> Questions:
1 – Set down the reflection on Paul word for word, from "It is hard for" up to and including "his missionary letters.".
2 – Please resume the reflection on Paul from the point where it stops.

Friday, 14 October 2016

29TH SUNDAY OF THE YEAR – 2016



Paul is for a large number of Catholics a closed book. We are used to the Jesus of the Gospels, which are usually the Scripture of choice for Sunday homilies. But the dense, almost indigestible chunks of Paul that form the main content of the Sunday Second Reading? What does he really have to say to us?

It is hard for us to conceive that the last Paul’s letters pre-date even the earliest of the Gospels, Mark, by at least five years. Paul was the great missionary, the one who spread the Gospel of Jesus Christ, risen from the dead, throughout the known world of his time. The Church which wrote the Gospels between about 700-100 AD had already been brought to faith in Jesus Christ by Paul’s missions and his missionary letters.

Paul’s language is dense, often difficult, and like the rabbi he once was, he thinks and argues in circles, coming back to the same ideas over and over in the course of a single passage. Yet it is Paul who holds so many of the keys to our faith. Today’s reading from the Second Letter to Timothy, is a case in point.

Paul has some quite powerful things to say about scripture and the faith it inspires. And for Paul, faith is not some kind of vague belief, like the insipid modern idea of “believing in yourself”. For him, the only faith worth having is faith in “Christ Jesus.” He expresses this unequivocally: “Take your stand upon this; proclaim the Good news of Jesus Christ risen from the dead, in or out of season.” Going for the overkill, he says, “I tell you, admonish you, exhort you to teach these things patiently.”

> Information provided:
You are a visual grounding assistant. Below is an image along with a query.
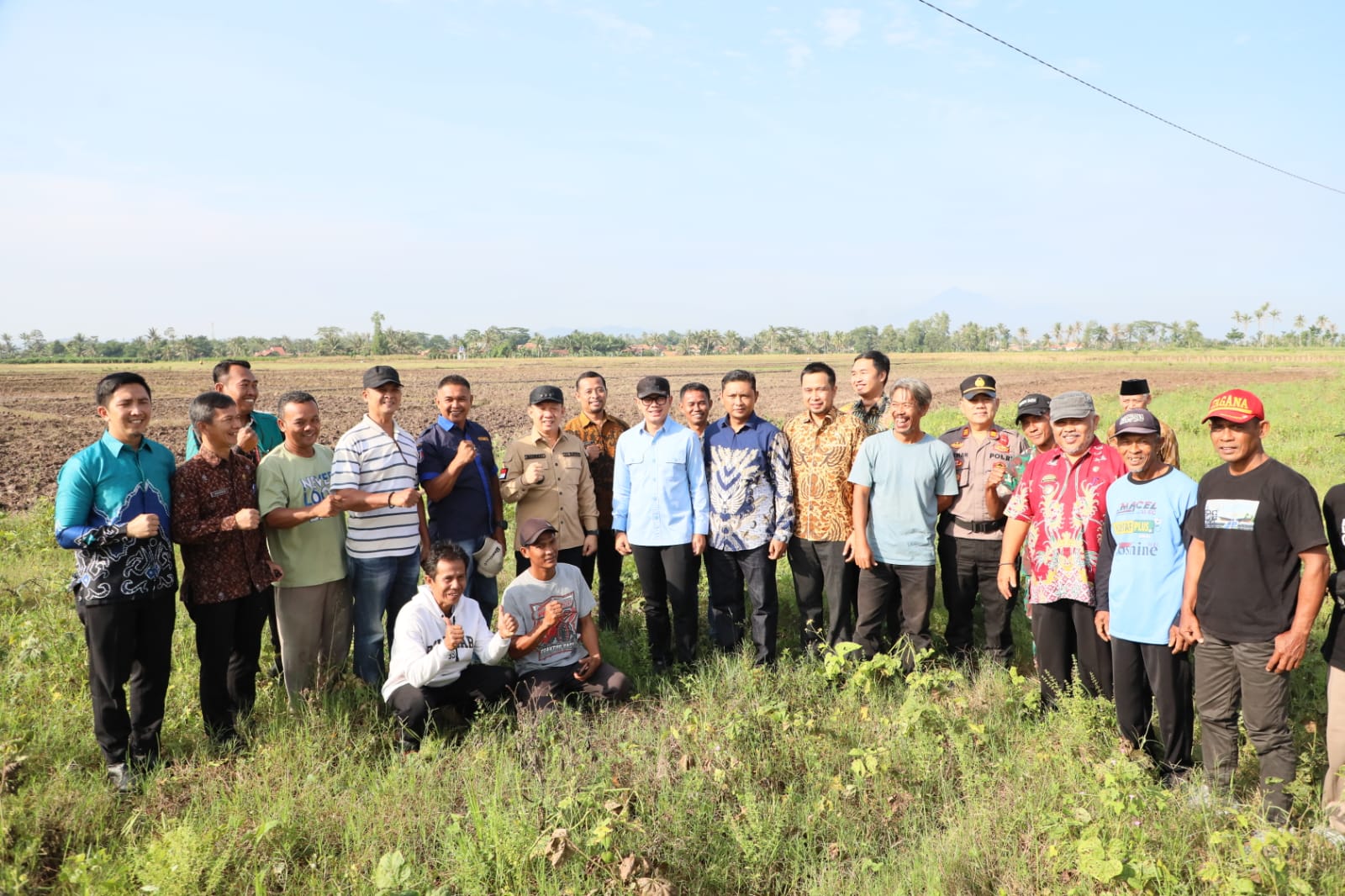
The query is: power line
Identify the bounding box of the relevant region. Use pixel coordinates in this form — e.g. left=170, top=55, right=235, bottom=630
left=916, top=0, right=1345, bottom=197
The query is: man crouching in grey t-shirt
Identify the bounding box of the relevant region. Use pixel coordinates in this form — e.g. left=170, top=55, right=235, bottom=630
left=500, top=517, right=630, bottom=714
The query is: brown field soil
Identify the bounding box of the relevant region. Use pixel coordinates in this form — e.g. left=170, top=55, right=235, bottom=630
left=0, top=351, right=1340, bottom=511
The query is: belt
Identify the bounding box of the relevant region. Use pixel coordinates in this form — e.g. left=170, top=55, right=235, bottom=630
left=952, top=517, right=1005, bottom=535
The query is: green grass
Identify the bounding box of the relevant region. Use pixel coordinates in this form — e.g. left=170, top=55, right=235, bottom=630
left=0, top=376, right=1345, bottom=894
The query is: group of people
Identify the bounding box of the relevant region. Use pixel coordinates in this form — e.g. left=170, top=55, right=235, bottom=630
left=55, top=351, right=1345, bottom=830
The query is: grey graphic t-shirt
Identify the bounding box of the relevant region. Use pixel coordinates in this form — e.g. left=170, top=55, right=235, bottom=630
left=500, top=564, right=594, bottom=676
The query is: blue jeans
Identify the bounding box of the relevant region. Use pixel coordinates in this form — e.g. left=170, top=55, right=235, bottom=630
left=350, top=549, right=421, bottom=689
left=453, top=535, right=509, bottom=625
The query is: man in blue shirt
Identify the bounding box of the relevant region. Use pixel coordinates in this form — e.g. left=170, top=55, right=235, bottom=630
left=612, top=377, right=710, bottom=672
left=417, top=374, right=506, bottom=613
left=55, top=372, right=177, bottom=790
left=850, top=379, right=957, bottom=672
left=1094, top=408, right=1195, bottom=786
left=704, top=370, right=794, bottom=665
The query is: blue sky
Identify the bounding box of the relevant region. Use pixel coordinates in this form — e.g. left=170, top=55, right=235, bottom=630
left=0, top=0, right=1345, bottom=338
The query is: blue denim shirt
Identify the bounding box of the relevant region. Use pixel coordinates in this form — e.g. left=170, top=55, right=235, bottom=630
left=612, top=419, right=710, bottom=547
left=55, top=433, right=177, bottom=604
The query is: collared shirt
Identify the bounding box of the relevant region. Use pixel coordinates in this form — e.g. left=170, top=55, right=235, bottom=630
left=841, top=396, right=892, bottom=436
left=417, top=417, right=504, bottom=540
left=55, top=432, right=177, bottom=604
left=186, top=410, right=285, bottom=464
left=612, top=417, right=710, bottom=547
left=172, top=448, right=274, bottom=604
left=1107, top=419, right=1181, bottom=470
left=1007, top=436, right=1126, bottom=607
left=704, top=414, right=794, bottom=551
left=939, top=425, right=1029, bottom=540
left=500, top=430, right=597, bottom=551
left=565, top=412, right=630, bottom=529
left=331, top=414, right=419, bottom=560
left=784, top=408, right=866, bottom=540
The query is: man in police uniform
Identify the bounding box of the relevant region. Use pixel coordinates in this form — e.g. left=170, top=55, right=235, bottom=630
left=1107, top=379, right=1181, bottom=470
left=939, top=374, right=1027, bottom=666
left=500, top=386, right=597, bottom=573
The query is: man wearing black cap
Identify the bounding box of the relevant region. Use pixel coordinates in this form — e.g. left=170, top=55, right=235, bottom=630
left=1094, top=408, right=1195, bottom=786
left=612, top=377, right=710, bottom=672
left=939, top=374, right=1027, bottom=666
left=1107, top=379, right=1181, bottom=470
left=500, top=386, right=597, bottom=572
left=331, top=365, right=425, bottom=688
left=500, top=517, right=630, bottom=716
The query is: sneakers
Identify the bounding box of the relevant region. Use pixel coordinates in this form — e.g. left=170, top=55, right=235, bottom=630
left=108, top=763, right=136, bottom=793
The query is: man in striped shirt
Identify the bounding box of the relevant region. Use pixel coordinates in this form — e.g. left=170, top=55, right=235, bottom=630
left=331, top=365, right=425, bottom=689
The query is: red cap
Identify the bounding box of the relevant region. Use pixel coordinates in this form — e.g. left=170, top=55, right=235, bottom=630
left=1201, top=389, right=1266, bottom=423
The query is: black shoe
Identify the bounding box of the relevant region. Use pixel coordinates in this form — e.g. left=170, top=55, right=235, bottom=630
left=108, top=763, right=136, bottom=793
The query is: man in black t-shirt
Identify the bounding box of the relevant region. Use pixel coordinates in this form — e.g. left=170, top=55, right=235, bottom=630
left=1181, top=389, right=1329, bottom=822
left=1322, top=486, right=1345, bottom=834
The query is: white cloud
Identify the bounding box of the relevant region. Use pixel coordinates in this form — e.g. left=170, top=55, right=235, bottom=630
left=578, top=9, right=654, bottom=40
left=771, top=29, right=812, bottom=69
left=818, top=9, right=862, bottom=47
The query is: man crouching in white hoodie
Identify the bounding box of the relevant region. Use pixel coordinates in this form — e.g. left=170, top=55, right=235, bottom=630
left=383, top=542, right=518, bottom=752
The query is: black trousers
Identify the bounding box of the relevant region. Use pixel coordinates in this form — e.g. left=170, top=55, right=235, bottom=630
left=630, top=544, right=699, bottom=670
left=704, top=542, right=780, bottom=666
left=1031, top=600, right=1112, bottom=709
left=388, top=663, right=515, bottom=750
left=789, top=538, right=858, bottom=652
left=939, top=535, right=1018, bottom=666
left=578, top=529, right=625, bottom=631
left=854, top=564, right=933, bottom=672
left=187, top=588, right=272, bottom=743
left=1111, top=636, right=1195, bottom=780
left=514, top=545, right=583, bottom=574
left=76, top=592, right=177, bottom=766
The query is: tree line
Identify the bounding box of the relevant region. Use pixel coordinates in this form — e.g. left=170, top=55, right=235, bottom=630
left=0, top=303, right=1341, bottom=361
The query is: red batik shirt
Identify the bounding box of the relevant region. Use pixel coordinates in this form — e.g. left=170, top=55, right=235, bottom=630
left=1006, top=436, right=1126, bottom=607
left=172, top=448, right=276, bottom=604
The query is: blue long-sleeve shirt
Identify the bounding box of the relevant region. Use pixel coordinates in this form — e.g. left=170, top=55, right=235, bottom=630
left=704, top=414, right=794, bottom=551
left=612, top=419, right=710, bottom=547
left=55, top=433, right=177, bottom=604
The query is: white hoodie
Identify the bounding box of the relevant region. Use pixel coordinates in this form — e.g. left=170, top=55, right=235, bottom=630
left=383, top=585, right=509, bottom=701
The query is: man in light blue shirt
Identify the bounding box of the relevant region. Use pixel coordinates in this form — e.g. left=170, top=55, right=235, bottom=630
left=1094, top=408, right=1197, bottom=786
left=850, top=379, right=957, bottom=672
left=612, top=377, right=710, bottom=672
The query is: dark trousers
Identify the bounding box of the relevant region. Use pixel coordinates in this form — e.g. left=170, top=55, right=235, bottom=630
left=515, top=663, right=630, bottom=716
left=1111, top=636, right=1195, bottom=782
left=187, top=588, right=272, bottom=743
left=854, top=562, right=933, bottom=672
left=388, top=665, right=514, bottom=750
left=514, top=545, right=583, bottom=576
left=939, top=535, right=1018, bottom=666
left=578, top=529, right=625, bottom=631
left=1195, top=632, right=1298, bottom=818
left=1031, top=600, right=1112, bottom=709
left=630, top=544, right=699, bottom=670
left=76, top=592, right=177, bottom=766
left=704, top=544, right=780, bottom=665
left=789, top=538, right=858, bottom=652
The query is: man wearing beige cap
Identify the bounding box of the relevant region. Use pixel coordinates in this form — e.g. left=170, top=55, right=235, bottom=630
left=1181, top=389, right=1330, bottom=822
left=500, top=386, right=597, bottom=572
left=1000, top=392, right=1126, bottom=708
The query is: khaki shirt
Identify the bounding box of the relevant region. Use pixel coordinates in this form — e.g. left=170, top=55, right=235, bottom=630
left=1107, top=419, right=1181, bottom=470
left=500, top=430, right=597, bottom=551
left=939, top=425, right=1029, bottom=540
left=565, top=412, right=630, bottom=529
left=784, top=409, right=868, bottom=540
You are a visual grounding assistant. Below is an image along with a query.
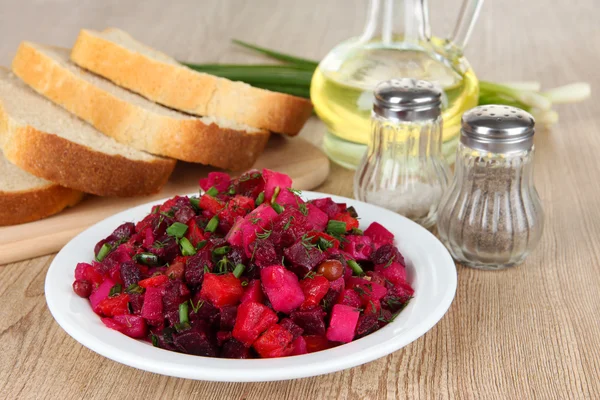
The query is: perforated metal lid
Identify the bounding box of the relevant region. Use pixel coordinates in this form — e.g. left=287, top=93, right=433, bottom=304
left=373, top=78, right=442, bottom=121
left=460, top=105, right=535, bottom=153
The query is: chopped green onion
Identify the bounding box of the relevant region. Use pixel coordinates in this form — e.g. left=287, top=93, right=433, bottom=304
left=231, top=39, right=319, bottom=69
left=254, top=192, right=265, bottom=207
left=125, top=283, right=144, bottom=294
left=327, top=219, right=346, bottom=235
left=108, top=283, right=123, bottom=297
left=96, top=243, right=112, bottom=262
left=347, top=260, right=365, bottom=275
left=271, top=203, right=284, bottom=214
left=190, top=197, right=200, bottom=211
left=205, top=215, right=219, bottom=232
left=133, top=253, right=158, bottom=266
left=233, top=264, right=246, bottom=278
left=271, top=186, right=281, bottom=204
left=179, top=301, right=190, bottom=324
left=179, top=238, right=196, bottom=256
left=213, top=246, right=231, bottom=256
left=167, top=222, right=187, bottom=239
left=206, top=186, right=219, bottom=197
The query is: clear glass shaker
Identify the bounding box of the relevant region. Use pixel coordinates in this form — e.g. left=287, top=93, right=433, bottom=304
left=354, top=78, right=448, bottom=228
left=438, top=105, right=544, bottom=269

> Task responses:
1 –
It is hard for us to conceive that the last Paul’s letters pre-date even the earliest of the Gospels, Mark, by at least five years. Paul was the great missionary, the one who spread the Gospel of Jesus Christ, risen from the dead, throughout the known world of his time. The Church which wrote the Gospels between about 700-100 AD had already been brought to faith in Jesus Christ by Paul’s missions and his missionary letters.

2 –
Do the words addressed by Paul the Apostle to a bishop 2 000 years ago have any meaning at all for us today? Most certainly. He calls us, in the same way, to stand firm in our faith, to believe in the great Christian truths we have been taught from our youth. He calls us to be His unflinching witnesses to Jesus Christ, risen from the dead, in and out of season. He “tell, admonishes and exhorts” us to attend to the Scriptures, which can “teach, refute error, correct and discipline” us.

If we are ever to convince the world that Jesus is Lord, we have to believe it ourselves, and bear witness to him at all times. The world, though it might hate us, must be able to say of us, “they really believe in something” – or rather, someone. In the world in which we live, it is time for us all to put aside the easy compromises we so often make, to lay down the exceptions to the Church’s teaching about faith in Jesus Christ which we reserve to ourselves. We must leave the Church Comfortable and become once more, like Paul, members of the Church Militant. Like Paul, we must become utterly convinced by our Faith in the Risen Lord Jesus. God will give it to us if we really ask him, if we truly want the superlative gift of Faith that he gives.